---------- ITEMS ----------

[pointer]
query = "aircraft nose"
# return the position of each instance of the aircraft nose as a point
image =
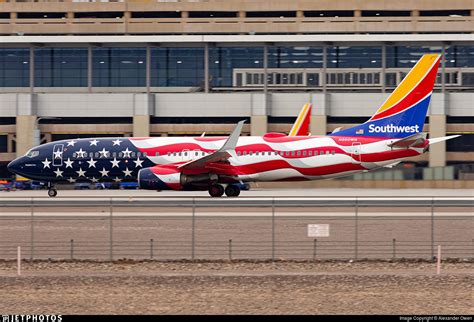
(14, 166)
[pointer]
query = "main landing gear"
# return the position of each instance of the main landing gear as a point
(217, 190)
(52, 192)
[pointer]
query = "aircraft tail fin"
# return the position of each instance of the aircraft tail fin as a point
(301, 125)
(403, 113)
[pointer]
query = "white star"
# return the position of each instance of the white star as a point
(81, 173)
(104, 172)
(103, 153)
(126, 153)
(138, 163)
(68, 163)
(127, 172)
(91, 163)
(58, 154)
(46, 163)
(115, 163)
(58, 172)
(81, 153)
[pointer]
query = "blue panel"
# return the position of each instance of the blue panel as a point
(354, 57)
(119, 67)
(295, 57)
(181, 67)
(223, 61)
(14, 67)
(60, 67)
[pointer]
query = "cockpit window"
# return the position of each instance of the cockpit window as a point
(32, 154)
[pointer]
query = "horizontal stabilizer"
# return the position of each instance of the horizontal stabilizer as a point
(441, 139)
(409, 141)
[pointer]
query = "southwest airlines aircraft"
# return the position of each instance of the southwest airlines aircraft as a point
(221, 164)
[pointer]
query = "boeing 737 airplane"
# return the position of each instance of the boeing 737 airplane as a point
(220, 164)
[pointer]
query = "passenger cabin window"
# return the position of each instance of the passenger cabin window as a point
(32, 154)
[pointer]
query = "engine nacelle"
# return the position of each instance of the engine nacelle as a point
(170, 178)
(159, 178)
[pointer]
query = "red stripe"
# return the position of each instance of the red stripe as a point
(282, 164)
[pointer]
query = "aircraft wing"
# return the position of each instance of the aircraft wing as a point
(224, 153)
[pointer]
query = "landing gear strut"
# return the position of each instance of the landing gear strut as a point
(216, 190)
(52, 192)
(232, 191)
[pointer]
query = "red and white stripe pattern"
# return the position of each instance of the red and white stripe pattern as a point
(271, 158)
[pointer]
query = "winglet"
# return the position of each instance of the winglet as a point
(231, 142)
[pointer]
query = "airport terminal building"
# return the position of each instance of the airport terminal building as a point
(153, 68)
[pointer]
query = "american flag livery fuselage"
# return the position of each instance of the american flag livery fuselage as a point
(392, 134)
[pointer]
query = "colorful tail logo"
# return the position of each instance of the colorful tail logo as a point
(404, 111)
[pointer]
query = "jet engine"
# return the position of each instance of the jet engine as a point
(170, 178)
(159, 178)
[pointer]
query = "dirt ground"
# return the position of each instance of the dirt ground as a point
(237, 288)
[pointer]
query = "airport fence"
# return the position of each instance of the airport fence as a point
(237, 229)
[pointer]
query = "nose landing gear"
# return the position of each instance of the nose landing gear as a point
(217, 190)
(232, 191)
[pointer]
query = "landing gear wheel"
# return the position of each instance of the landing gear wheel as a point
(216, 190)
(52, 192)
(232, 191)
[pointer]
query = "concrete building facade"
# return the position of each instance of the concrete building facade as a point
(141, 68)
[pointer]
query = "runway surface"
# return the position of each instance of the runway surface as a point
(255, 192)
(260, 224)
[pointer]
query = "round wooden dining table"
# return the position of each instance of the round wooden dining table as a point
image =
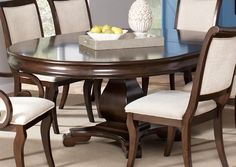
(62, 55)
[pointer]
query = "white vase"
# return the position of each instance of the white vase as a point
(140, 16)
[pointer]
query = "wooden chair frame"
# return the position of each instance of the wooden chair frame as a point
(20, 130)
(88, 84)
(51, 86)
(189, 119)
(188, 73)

----------

### AIM OF THE TASK
How many lines in the listing above contain the string "airlines"? Case counts. Reply with the number alone.

### RESPONSE TO THIS TASK
2